AUFGABE 1 >> Zeige jede Zeile der Einträge unten, in der die Zeichenfolge „leaf“ vorkommt.

ZITIERTER ABSCHNITT >>
^^^^^^^^
Er nennt Beate Zschäpe eine Mitläuferin, Uwe Böhnhardt unberechenbar: Zeuge Christian K. lernte das NSU-Trio kennen. Nach dessen Flucht erhielt er eine brisante Information über das Versteck der drei.

Vermutlich treffen sich die Brüder André und Christian K. höchstens zu Weihnachten, wenn überhaupt. Zu verschieden sind die beiden Jenaer Geschwister. André K., 39: ein vierschrötiger, dicklicher Vordenker in der rechtsextremen Szene Thüringens. Christian K., 34: ein hagerer, eloquenter Mann mit dünner Stimme, der den Neonazi-Kreisen nach eigenen Angaben bereits vor Jahren den Rücken gekehrt hat. Seine Mitgliedschaft, sagt er, bereue er heute.

Gemein haben die K.s, dass sie in den neunziger Jahren Umgang pflegten mit Beate Zschäpe, Uwe Mundlos und Uwe Böhnhardt – dem Trio, dem als Nationalsozialistischer Untergrund zehn Morde zugeschrieben werden. 1998 flüchteten die drei nach einem Bombenfund in Zschäpes Jenaer Garage in den Untergrund. André K. soll den dreien dabei geholfen haben, indem er Pläne für eine Flucht nach Südafrika ausarbeitete. Doch daran hatte er bei seinem eigenen Gerichtstermin angeblich nur noch spärliche Erinnerungen.
^^^^^^^^
ANGEZEIGTE EINTRÄGE >>
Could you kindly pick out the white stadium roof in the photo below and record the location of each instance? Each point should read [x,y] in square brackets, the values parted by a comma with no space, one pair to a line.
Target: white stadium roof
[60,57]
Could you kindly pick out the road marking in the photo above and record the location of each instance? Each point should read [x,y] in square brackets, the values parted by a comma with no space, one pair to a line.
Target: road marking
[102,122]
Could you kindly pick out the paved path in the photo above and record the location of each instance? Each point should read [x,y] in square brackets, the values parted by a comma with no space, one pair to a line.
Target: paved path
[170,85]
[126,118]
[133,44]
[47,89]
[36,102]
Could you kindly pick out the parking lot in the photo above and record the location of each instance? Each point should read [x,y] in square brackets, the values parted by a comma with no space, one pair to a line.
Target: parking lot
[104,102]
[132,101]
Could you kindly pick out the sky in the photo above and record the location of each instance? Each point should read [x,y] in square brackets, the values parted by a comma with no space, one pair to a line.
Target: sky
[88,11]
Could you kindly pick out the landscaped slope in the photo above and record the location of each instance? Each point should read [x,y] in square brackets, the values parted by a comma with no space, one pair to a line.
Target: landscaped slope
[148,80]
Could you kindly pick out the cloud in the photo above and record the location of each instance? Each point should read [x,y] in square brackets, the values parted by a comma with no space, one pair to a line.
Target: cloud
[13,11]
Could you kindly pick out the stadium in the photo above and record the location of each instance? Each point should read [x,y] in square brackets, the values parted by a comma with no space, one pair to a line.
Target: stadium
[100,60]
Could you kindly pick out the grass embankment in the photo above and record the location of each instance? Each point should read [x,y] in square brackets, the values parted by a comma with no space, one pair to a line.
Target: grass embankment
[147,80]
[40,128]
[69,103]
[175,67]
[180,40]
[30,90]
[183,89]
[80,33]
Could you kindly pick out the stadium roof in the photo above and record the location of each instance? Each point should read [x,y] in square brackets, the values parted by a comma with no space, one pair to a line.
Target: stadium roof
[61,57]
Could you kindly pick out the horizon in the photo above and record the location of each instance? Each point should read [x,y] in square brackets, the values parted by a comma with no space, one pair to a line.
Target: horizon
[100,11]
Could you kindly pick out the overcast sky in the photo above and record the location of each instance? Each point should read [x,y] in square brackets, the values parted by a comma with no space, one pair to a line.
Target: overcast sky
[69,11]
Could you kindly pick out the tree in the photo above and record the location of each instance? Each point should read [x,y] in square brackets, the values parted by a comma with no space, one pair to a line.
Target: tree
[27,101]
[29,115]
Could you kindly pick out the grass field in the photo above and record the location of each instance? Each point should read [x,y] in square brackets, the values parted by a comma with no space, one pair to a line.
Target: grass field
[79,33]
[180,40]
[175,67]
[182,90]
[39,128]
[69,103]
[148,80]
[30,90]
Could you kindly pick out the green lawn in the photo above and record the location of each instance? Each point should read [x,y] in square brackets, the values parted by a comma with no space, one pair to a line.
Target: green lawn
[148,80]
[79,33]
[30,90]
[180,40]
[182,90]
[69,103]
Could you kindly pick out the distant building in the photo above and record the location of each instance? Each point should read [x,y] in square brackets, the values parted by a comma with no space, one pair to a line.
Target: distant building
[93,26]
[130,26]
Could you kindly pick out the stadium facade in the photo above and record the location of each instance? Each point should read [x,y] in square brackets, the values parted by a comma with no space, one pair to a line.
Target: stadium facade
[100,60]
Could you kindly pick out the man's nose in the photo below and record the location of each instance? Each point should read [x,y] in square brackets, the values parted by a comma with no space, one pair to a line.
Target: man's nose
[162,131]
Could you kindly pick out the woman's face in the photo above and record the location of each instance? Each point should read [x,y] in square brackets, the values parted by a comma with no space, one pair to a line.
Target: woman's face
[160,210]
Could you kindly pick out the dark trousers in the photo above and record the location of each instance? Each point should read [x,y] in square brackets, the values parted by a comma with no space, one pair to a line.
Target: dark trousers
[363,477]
^^^^^^^^
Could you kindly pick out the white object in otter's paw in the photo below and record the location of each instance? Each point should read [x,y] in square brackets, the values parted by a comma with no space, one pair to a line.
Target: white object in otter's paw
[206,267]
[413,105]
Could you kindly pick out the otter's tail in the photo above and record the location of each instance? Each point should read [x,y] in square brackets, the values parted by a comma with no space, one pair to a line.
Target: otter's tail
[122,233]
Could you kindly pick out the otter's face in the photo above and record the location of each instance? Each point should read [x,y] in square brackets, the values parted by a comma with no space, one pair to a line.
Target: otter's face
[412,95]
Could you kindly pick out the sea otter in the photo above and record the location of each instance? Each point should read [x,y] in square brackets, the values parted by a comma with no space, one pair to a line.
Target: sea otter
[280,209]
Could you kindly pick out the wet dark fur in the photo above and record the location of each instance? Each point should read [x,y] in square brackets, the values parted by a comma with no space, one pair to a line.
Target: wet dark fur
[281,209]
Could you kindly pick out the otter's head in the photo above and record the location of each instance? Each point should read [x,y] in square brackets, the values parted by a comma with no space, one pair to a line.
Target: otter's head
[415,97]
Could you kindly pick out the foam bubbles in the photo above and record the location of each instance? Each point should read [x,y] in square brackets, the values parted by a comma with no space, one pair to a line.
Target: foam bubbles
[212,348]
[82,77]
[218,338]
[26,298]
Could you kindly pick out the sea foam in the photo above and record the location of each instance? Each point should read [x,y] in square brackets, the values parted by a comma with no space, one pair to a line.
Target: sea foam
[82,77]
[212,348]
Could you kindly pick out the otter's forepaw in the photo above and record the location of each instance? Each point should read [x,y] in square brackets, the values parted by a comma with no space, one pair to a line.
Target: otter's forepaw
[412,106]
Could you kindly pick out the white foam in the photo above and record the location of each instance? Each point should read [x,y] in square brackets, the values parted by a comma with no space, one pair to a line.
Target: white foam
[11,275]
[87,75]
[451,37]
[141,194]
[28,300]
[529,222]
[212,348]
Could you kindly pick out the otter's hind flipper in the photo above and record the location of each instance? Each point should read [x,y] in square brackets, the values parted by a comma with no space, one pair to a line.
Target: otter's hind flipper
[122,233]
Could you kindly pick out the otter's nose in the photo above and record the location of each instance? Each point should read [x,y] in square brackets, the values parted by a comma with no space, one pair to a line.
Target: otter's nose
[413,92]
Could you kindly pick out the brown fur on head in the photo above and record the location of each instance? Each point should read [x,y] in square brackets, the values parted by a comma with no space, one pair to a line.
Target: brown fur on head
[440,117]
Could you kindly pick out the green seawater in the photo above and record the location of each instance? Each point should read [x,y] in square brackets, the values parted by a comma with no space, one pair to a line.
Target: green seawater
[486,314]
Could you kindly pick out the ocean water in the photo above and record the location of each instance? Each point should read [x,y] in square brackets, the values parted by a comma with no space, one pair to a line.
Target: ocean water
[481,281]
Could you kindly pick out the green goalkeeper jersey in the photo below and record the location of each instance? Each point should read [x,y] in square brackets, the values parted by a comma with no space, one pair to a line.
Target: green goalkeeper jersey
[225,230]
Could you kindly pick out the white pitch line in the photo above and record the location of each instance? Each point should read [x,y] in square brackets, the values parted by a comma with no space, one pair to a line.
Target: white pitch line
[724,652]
^^^^^^^^
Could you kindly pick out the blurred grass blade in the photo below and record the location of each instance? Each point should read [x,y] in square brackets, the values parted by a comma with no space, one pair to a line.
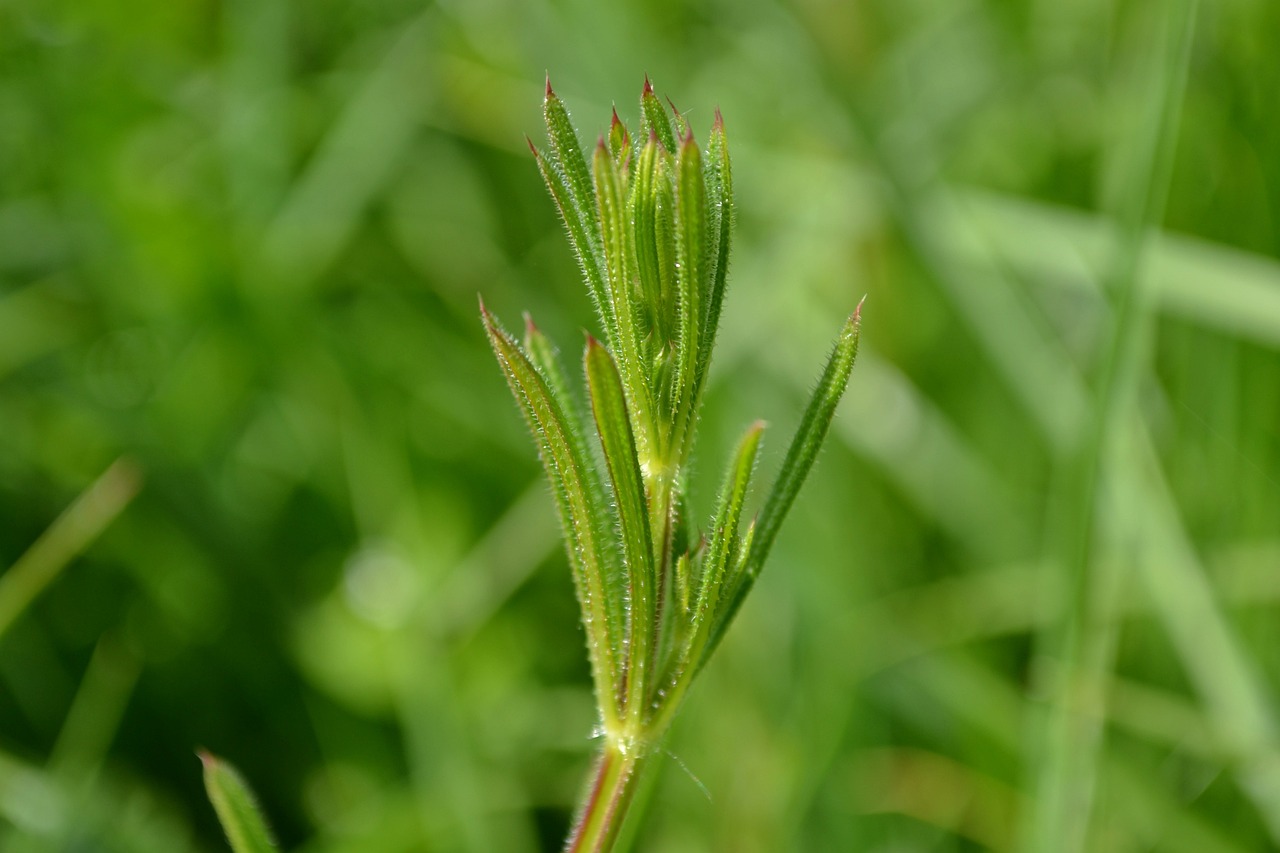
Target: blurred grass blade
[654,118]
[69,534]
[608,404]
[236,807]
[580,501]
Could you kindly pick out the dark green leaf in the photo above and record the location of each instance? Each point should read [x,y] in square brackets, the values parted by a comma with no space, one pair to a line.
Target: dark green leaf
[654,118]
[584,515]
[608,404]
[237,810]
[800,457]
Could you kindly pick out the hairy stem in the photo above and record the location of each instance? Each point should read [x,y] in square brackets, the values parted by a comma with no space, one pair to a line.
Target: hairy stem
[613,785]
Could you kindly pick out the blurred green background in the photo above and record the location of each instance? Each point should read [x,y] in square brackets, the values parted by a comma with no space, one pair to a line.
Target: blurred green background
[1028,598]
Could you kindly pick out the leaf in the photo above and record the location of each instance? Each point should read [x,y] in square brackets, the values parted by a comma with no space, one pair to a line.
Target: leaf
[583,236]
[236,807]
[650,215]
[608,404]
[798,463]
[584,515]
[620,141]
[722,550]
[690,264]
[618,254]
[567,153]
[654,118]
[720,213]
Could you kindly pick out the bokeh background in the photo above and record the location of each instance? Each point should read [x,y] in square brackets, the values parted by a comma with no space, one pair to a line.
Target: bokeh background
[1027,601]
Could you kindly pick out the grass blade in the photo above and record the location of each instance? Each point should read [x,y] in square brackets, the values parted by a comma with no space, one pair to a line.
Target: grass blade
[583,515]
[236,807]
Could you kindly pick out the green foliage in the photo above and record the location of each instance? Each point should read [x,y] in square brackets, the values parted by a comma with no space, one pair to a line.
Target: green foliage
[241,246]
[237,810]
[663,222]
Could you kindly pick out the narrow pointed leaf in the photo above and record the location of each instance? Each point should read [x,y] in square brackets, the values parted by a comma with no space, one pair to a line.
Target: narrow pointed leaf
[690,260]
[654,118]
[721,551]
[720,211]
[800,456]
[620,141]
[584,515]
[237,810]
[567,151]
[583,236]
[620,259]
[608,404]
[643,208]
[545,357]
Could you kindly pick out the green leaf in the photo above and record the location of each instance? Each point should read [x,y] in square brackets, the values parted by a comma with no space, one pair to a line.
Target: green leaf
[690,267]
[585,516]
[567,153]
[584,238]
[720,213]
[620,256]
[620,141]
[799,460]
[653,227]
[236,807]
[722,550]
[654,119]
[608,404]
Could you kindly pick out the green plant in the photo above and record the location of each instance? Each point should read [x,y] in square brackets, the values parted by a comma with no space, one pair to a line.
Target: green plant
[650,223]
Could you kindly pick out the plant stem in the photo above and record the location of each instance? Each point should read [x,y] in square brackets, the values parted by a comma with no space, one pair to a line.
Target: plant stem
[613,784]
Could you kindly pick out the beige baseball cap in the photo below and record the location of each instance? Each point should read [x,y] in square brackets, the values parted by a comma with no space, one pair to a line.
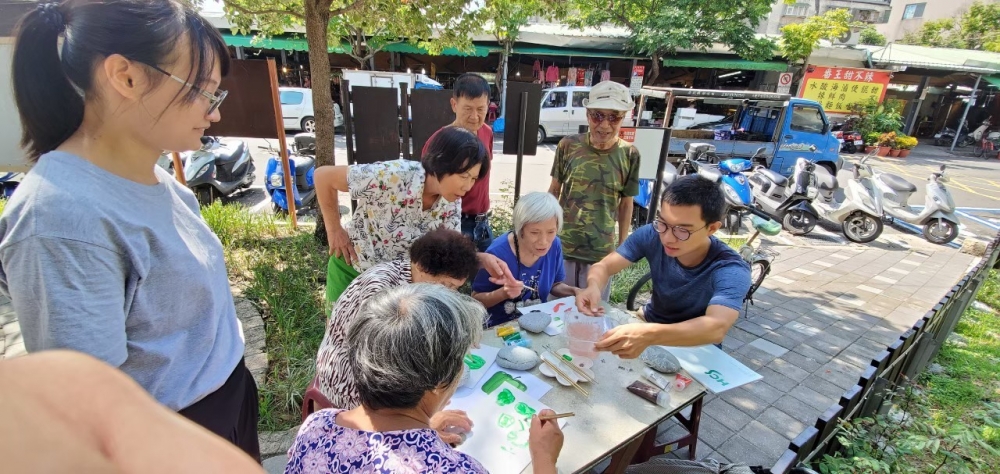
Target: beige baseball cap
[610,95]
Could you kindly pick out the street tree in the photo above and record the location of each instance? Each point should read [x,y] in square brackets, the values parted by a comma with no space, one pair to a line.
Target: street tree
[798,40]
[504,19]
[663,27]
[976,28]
^^^^^^^^
AUFGABE 2 >> Schreibe den obigen Abschnitt über die Brüder K. und das NSU-Trio vollständig und ohne Abweichung ab.

RICHTIGE ANTWORT 1 >>
Could you kindly pick out the dark green leaf in the photo above and record the location of each instance? Each point should read [x,y] in square brackets, the values parted by a comma with no space, one pair to a line.
Target: dark green leaf
Could you kindly pick out the leaf in the photo above and record the location of each instance? Each point should read [x,y] in square brackets, the values parted by a comma with no space, one pair to a line.
Target: leaf
Could you kindly pick out the narrow pointed leaf in the photo above and record the location of each instance? Each point should read [x,y] in square brackets, the values parted by a comma with no space, one pair to a line.
Target: narrow pointed leaf
Could you kindly pick out the green leaf in the photo above and record the location of each instance? Each point should read [x,y] in square brackets, the values parted by a comma with no space, one pair to a line.
Target: green leaf

RICHTIGE ANTWORT 2 >>
Er nennt Beate Zschäpe eine Mitläuferin, Uwe Böhnhardt unberechenbar: Zeuge Christian K. lernte das NSU-Trio kennen. Nach dessen Flucht erhielt er eine brisante Information über das Versteck der drei.

Vermutlich treffen sich die Brüder André und Christian K. höchstens zu Weihnachten, wenn überhaupt. Zu verschieden sind die beiden Jenaer Geschwister. André K., 39: ein vierschrötiger, dicklicher Vordenker in der rechtsextremen Szene Thüringens. Christian K., 34: ein hagerer, eloquenter Mann mit dünner Stimme, der den Neonazi-Kreisen nach eigenen Angaben bereits vor Jahren den Rücken gekehrt hat. Seine Mitgliedschaft, sagt er, bereue er heute.

Gemein haben die K.s, dass sie in den neunziger Jahren Umgang pflegten mit Beate Zschäpe, Uwe Mundlos und Uwe Böhnhardt – dem Trio, dem als Nationalsozialistischer Untergrund zehn Morde zugeschrieben werden. 1998 flüchteten die drei nach einem Bombenfund in Zschäpes Jenaer Garage in den Untergrund. André K. soll den dreien dabei geholfen haben, indem er Pläne für eine Flucht nach Südafrika ausarbeitete. Doch daran hatte er bei seinem eigenen Gerichtstermin angeblich nur noch spärliche Erinnerungen.